Cet amendement qui fâche le monde agricole
Le possible passage de 25 à 50 % d’élus dans les commissions de préservation des espaces naturels suscite une levée de boucliers
Ça m’a rendu malade. Je suis très en colère ! » Au bout du fil, Jean-Philippe Frère, président de la Fédération des syndicats d’exploitants agricoles des Alpes-Maritimes, est intarissable. L’objet de son courroux ? Un amendement voté par le Sénat juste avant le confinement. Dans le cadre de la loi d’Accélération et de simplification de l’action publique, il vise à porter le nombre des élus locaux de 25 à 50 %, au moins, au sein des commissions départementales de préservation des espaces naturels, agricoles et forestiers (CDPENAF). Ce qui y réduirait d’autant la place des autres acteurs, agriculteurs et environnementalistes notamment. La justification de l’amendement est d’ailleurs transparente : « Si les communes et intercommunalités exercent la compétence d’urbanisme, dans les faits elles ont peu de poids dans les avis rendus par les CDPENAF. Ces dernières constituent fréquemment un frein au développement en milieu rural. Instaurer une parité entre élus et organismes permettrait de combattre le sentiment d’impuissance des maires face à des décisions qui leur échappent, sans remettre en cause l’équilibre décisionnel des CDPENAF. »
Instance consultative aux avis très suivis
Créée par la loi d’Avenir pour l’agriculture de 2014, la CDPENAF est un outil de lutte contre l’artificialisation des terres agricoles, naturelles et forestières. Présidée par le préfet, elle associe des représentants de l’Etat, des collectivités territoriales, des professions agricoles, des associations de protection et des propriétaires fonciers. Elle se réunit pour étudier les documents d’urbanisme, chaque fois qu’une collectivité envisage de remettre en cause des espaces naturels. Certes, cette instance ne dispose d’aucun pouvoir décisionnel. Elle est uniquement consultative. « Mais dans les faits, souligne Jean-Philippe Frère, c’est un vrai lieu de dialogue et de démocratie. Si le préfet a la voix finale, il la donne en tenant systématiquement compte des avis exprimés par les agriculteurs et les environnementalistes. Et les maires, par peur de recours, ne vont pas à l’encontre des avis exprimés. Neuf fois sur dix, quand il y a des oppositions, ils préfèrent revenir autour de la table en revoyant leur dossier, et tout le monde est content ! »
« Vision sécurisée »

========

** À compléter **
[A] Répondez brièvement à ces questions sur l'extrait :
(i) Jusqu'à quelle part minimale l'amendement porterait-il les élus locaux dans les CDPENAF ?
(ii) Quelle loi a créé la CDPENAF ?
(iii) Qui préside la CDPENAF ?
[B] Relevez chaque ligne des entrées où figure la chaîne « woman ».
L'extrait et les entrées proviennent de sources distinctes.

Entrées d'images sur des zones nommées:
========

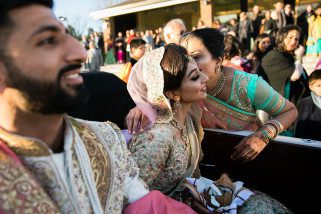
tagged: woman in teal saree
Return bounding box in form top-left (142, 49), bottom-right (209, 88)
top-left (180, 28), bottom-right (297, 160)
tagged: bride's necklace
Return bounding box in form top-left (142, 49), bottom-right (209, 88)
top-left (208, 71), bottom-right (226, 97)
top-left (171, 118), bottom-right (188, 145)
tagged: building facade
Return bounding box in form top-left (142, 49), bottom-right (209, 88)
top-left (90, 0), bottom-right (319, 36)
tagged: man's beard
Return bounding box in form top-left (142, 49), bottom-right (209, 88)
top-left (3, 57), bottom-right (89, 115)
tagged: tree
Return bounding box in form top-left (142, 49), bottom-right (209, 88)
top-left (67, 24), bottom-right (82, 40)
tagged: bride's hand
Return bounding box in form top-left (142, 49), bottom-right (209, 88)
top-left (231, 132), bottom-right (267, 161)
top-left (125, 106), bottom-right (148, 134)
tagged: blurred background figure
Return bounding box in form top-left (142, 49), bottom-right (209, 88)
top-left (115, 32), bottom-right (126, 63)
top-left (260, 10), bottom-right (277, 36)
top-left (295, 70), bottom-right (321, 141)
top-left (164, 19), bottom-right (186, 45)
top-left (251, 5), bottom-right (264, 40)
top-left (297, 4), bottom-right (314, 47)
top-left (237, 12), bottom-right (252, 52)
top-left (274, 2), bottom-right (286, 29)
top-left (86, 41), bottom-right (103, 71)
top-left (119, 38), bottom-right (146, 83)
top-left (284, 4), bottom-right (294, 25)
top-left (246, 33), bottom-right (272, 74)
top-left (197, 19), bottom-right (206, 29)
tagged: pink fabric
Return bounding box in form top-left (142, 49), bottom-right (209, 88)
top-left (315, 59), bottom-right (321, 70)
top-left (123, 190), bottom-right (196, 214)
top-left (127, 47), bottom-right (172, 127)
top-left (117, 50), bottom-right (124, 62)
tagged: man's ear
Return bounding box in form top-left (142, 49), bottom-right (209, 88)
top-left (0, 61), bottom-right (7, 93)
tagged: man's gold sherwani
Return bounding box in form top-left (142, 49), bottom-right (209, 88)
top-left (0, 117), bottom-right (148, 213)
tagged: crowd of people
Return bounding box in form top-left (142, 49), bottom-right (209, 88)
top-left (82, 2), bottom-right (321, 72)
top-left (0, 0), bottom-right (321, 214)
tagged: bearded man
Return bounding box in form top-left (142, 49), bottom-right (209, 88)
top-left (0, 0), bottom-right (195, 213)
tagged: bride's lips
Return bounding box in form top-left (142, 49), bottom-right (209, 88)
top-left (201, 86), bottom-right (206, 92)
top-left (61, 69), bottom-right (83, 85)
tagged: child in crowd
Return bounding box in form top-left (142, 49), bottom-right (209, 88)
top-left (295, 69), bottom-right (321, 141)
top-left (86, 41), bottom-right (103, 71)
top-left (119, 38), bottom-right (146, 83)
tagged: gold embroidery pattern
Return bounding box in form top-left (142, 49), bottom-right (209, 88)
top-left (143, 47), bottom-right (172, 123)
top-left (72, 120), bottom-right (111, 210)
top-left (90, 122), bottom-right (128, 213)
top-left (71, 145), bottom-right (93, 214)
top-left (204, 97), bottom-right (257, 122)
top-left (0, 151), bottom-right (60, 214)
top-left (0, 128), bottom-right (50, 157)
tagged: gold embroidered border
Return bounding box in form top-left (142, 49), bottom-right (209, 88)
top-left (71, 119), bottom-right (111, 207)
top-left (0, 151), bottom-right (60, 213)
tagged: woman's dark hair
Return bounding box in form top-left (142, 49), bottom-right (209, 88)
top-left (160, 44), bottom-right (189, 92)
top-left (224, 34), bottom-right (243, 60)
top-left (308, 69), bottom-right (321, 84)
top-left (185, 28), bottom-right (224, 58)
top-left (252, 33), bottom-right (272, 61)
top-left (275, 25), bottom-right (302, 52)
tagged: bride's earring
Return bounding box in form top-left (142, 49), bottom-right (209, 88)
top-left (173, 97), bottom-right (182, 114)
top-left (215, 65), bottom-right (222, 74)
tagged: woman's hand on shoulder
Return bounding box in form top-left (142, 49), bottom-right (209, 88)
top-left (125, 106), bottom-right (148, 134)
top-left (231, 132), bottom-right (266, 161)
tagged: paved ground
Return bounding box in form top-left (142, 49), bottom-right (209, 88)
top-left (84, 54), bottom-right (318, 75)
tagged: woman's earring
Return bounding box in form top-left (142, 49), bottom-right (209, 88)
top-left (215, 65), bottom-right (221, 74)
top-left (173, 97), bottom-right (182, 114)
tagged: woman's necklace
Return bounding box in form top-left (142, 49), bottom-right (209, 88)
top-left (171, 118), bottom-right (188, 145)
top-left (208, 71), bottom-right (226, 97)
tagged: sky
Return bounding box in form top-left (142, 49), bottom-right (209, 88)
top-left (54, 0), bottom-right (102, 34)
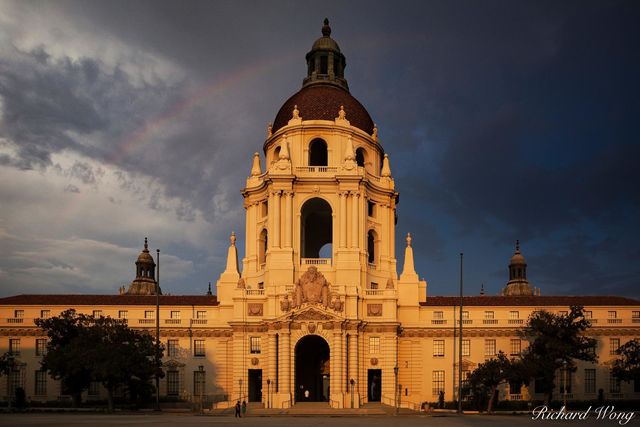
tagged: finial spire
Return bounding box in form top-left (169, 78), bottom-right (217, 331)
top-left (322, 18), bottom-right (331, 37)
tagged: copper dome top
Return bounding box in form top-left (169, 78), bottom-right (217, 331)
top-left (273, 84), bottom-right (373, 134)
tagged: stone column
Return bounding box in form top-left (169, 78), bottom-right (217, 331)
top-left (280, 331), bottom-right (291, 399)
top-left (284, 191), bottom-right (293, 248)
top-left (273, 191), bottom-right (281, 248)
top-left (338, 191), bottom-right (347, 248)
top-left (351, 192), bottom-right (360, 248)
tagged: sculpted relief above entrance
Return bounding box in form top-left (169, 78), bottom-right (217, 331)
top-left (280, 266), bottom-right (344, 312)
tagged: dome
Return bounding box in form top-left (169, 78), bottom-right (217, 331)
top-left (273, 84), bottom-right (373, 134)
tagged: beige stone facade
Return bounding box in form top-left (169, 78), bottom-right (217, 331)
top-left (0, 20), bottom-right (640, 408)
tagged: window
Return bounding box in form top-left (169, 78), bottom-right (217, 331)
top-left (167, 370), bottom-right (180, 396)
top-left (433, 340), bottom-right (444, 357)
top-left (558, 368), bottom-right (573, 394)
top-left (431, 371), bottom-right (444, 396)
top-left (511, 338), bottom-right (522, 356)
top-left (609, 338), bottom-right (620, 356)
top-left (369, 337), bottom-right (380, 354)
top-left (167, 340), bottom-right (180, 357)
top-left (193, 340), bottom-right (205, 356)
top-left (609, 373), bottom-right (620, 393)
top-left (584, 369), bottom-right (596, 393)
top-left (88, 381), bottom-right (100, 396)
top-left (36, 338), bottom-right (47, 356)
top-left (35, 370), bottom-right (47, 396)
top-left (462, 339), bottom-right (471, 356)
top-left (484, 340), bottom-right (496, 357)
top-left (367, 200), bottom-right (376, 217)
top-left (250, 337), bottom-right (260, 354)
top-left (193, 367), bottom-right (205, 398)
top-left (9, 338), bottom-right (20, 356)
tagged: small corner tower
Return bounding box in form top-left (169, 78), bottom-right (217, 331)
top-left (127, 237), bottom-right (162, 295)
top-left (502, 240), bottom-right (534, 296)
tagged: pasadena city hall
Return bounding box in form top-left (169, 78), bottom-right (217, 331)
top-left (0, 20), bottom-right (640, 409)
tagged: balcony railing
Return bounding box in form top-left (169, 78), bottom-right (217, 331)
top-left (302, 258), bottom-right (331, 265)
top-left (296, 166), bottom-right (338, 173)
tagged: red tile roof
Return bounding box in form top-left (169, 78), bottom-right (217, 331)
top-left (0, 294), bottom-right (219, 307)
top-left (272, 84), bottom-right (373, 134)
top-left (420, 295), bottom-right (640, 307)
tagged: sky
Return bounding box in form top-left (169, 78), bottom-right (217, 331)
top-left (0, 0), bottom-right (640, 297)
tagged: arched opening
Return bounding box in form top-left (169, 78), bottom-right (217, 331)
top-left (300, 198), bottom-right (333, 258)
top-left (258, 228), bottom-right (268, 265)
top-left (295, 335), bottom-right (330, 402)
top-left (356, 147), bottom-right (365, 168)
top-left (309, 139), bottom-right (329, 166)
top-left (367, 230), bottom-right (378, 264)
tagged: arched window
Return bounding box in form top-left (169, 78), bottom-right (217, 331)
top-left (367, 230), bottom-right (378, 264)
top-left (309, 139), bottom-right (328, 166)
top-left (258, 228), bottom-right (268, 265)
top-left (356, 147), bottom-right (365, 168)
top-left (300, 198), bottom-right (333, 258)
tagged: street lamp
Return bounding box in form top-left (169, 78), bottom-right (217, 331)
top-left (562, 360), bottom-right (567, 409)
top-left (267, 379), bottom-right (271, 409)
top-left (349, 378), bottom-right (356, 409)
top-left (393, 365), bottom-right (399, 415)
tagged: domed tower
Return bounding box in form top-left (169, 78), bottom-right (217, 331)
top-left (217, 20), bottom-right (426, 407)
top-left (502, 240), bottom-right (533, 296)
top-left (127, 237), bottom-right (162, 295)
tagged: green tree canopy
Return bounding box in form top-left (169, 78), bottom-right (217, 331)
top-left (521, 306), bottom-right (597, 404)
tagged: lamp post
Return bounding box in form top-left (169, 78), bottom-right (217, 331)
top-left (349, 378), bottom-right (356, 409)
top-left (393, 365), bottom-right (398, 415)
top-left (155, 249), bottom-right (160, 411)
top-left (267, 379), bottom-right (271, 409)
top-left (562, 360), bottom-right (567, 407)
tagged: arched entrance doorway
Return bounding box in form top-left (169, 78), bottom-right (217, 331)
top-left (295, 335), bottom-right (329, 402)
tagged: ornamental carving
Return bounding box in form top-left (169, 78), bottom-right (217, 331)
top-left (367, 304), bottom-right (382, 317)
top-left (247, 303), bottom-right (262, 316)
top-left (293, 265), bottom-right (329, 308)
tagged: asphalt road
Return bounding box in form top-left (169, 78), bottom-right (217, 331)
top-left (0, 413), bottom-right (640, 427)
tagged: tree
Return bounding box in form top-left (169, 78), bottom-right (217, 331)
top-left (521, 306), bottom-right (597, 405)
top-left (468, 352), bottom-right (528, 413)
top-left (36, 309), bottom-right (162, 410)
top-left (611, 339), bottom-right (640, 388)
top-left (35, 309), bottom-right (93, 407)
top-left (88, 317), bottom-right (162, 411)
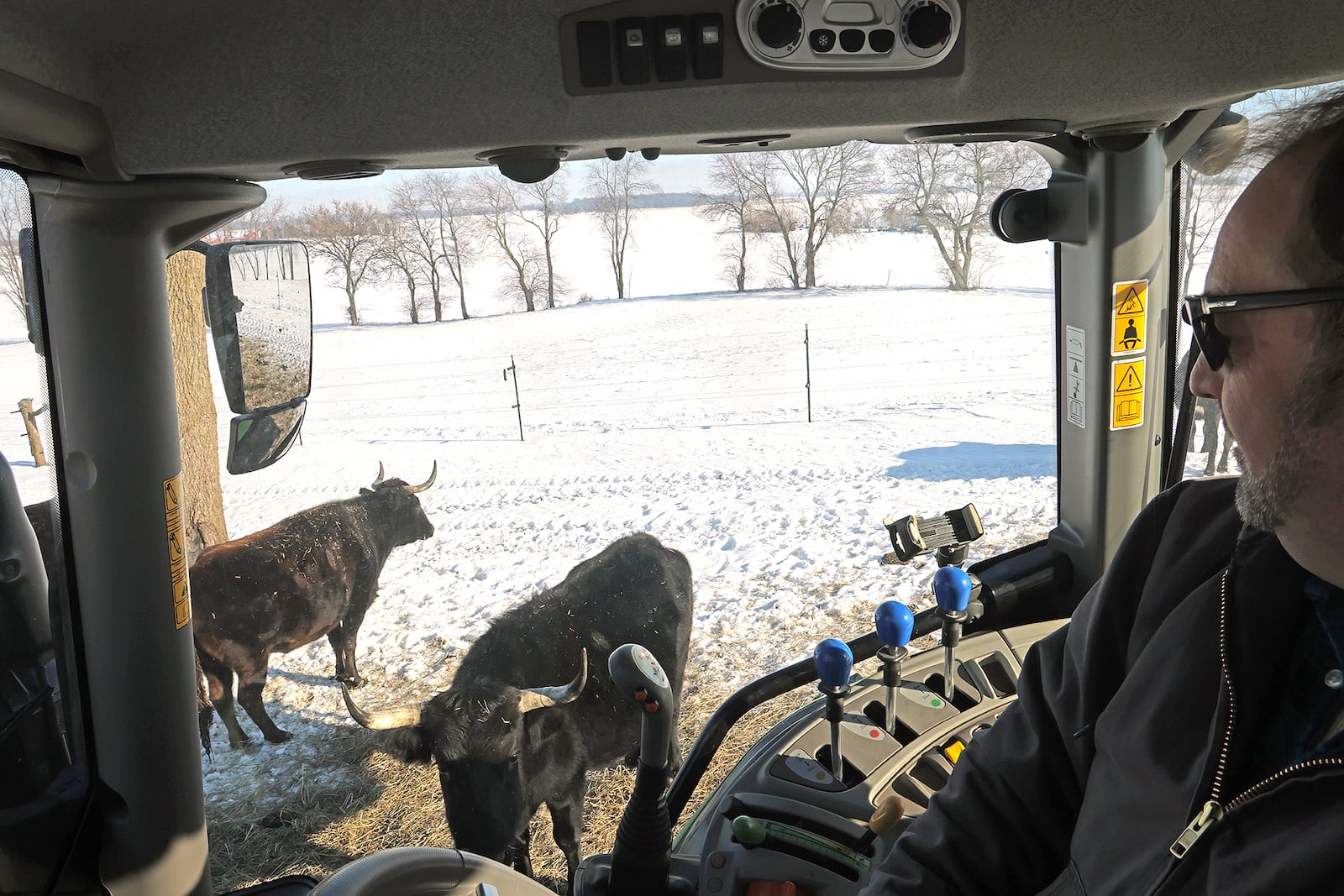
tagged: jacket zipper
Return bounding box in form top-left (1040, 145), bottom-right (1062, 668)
top-left (1171, 565), bottom-right (1344, 860)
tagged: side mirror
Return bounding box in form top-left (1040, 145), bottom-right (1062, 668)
top-left (204, 240), bottom-right (313, 474)
top-left (226, 398), bottom-right (307, 475)
top-left (206, 240), bottom-right (313, 414)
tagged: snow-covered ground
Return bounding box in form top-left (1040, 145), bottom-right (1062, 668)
top-left (0, 202), bottom-right (1220, 876)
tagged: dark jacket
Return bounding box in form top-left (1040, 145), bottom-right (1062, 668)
top-left (865, 479), bottom-right (1344, 896)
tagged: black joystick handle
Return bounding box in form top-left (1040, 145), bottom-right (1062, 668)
top-left (606, 643), bottom-right (675, 896)
top-left (606, 643), bottom-right (675, 768)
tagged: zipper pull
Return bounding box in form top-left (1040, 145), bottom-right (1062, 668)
top-left (1172, 799), bottom-right (1223, 858)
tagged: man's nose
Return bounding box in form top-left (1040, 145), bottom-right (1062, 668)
top-left (1189, 352), bottom-right (1223, 401)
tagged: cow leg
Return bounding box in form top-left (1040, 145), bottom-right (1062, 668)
top-left (327, 622), bottom-right (365, 688)
top-left (1201, 407), bottom-right (1223, 475)
top-left (327, 602), bottom-right (368, 688)
top-left (238, 652), bottom-right (291, 744)
top-left (197, 650), bottom-right (251, 747)
top-left (1218, 423), bottom-right (1232, 473)
top-left (513, 809), bottom-right (536, 878)
top-left (546, 770), bottom-right (587, 893)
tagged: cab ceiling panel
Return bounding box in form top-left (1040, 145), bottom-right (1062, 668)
top-left (0, 0), bottom-right (1344, 179)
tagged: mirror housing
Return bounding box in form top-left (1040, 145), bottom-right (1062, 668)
top-left (226, 398), bottom-right (307, 475)
top-left (204, 240), bottom-right (313, 416)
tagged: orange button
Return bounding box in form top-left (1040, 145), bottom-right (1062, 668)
top-left (748, 880), bottom-right (798, 896)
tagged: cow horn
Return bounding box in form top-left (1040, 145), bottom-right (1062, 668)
top-left (340, 681), bottom-right (421, 731)
top-left (407, 461), bottom-right (438, 491)
top-left (517, 647), bottom-right (587, 713)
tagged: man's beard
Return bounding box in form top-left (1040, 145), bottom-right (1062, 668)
top-left (1225, 367), bottom-right (1336, 532)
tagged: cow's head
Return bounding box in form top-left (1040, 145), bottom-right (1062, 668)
top-left (359, 461), bottom-right (438, 545)
top-left (341, 650), bottom-right (587, 864)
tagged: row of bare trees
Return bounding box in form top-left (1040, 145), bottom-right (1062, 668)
top-left (252, 157), bottom-right (657, 325)
top-left (696, 143), bottom-right (1048, 291)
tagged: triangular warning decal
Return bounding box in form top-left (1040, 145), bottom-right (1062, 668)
top-left (1116, 286), bottom-right (1144, 314)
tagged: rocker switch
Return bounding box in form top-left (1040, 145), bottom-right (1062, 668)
top-left (654, 16), bottom-right (688, 81)
top-left (578, 22), bottom-right (612, 87)
top-left (616, 18), bottom-right (652, 85)
top-left (690, 12), bottom-right (724, 81)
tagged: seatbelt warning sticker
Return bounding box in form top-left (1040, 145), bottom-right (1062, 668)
top-left (1064, 327), bottom-right (1087, 430)
top-left (1110, 358), bottom-right (1144, 430)
top-left (164, 473), bottom-right (191, 629)
top-left (1110, 280), bottom-right (1147, 356)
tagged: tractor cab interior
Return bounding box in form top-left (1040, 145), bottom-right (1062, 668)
top-left (0, 0), bottom-right (1344, 896)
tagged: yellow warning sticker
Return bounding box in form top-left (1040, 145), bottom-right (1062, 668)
top-left (1110, 358), bottom-right (1144, 430)
top-left (164, 473), bottom-right (191, 629)
top-left (1110, 280), bottom-right (1147, 354)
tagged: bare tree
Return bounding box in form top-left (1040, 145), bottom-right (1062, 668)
top-left (695, 153), bottom-right (754, 293)
top-left (375, 220), bottom-right (434, 324)
top-left (300, 199), bottom-right (387, 327)
top-left (472, 170), bottom-right (544, 312)
top-left (885, 143), bottom-right (1047, 289)
top-left (1180, 168), bottom-right (1242, 296)
top-left (774, 139), bottom-right (876, 286)
top-left (587, 155), bottom-right (657, 298)
top-left (383, 173), bottom-right (444, 324)
top-left (423, 170), bottom-right (482, 321)
top-left (515, 170), bottom-right (569, 307)
top-left (0, 170), bottom-right (32, 322)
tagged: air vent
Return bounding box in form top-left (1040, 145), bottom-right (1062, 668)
top-left (737, 0), bottom-right (961, 71)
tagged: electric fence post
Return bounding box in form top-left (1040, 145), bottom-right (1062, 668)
top-left (504, 354), bottom-right (522, 442)
top-left (802, 324), bottom-right (811, 423)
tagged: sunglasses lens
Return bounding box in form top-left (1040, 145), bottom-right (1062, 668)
top-left (1194, 316), bottom-right (1227, 371)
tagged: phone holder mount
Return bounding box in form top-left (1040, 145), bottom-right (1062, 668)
top-left (882, 504), bottom-right (985, 567)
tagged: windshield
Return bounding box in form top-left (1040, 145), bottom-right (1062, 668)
top-left (0, 144), bottom-right (1057, 891)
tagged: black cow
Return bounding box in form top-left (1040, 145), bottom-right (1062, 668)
top-left (191, 462), bottom-right (438, 747)
top-left (345, 533), bottom-right (692, 892)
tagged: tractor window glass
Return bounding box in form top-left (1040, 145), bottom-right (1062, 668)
top-left (0, 170), bottom-right (89, 892)
top-left (1174, 82), bottom-right (1340, 478)
top-left (196, 144), bottom-right (1057, 891)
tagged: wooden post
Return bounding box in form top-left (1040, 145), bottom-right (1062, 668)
top-left (18, 398), bottom-right (47, 466)
top-left (802, 324), bottom-right (811, 423)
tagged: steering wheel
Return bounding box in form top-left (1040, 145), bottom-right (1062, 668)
top-left (312, 846), bottom-right (555, 896)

========

** Réponses fournies **
[A]
(i) 50 %.
(ii) La loi d'Avenir pour l'agriculture de 2014.
(iii) Le préfet.

[B]
tagged: woman in teal saree
tagged: woman's dark hair
tagged: woman's hand on shoulder
tagged: woman's earring
tagged: woman's necklace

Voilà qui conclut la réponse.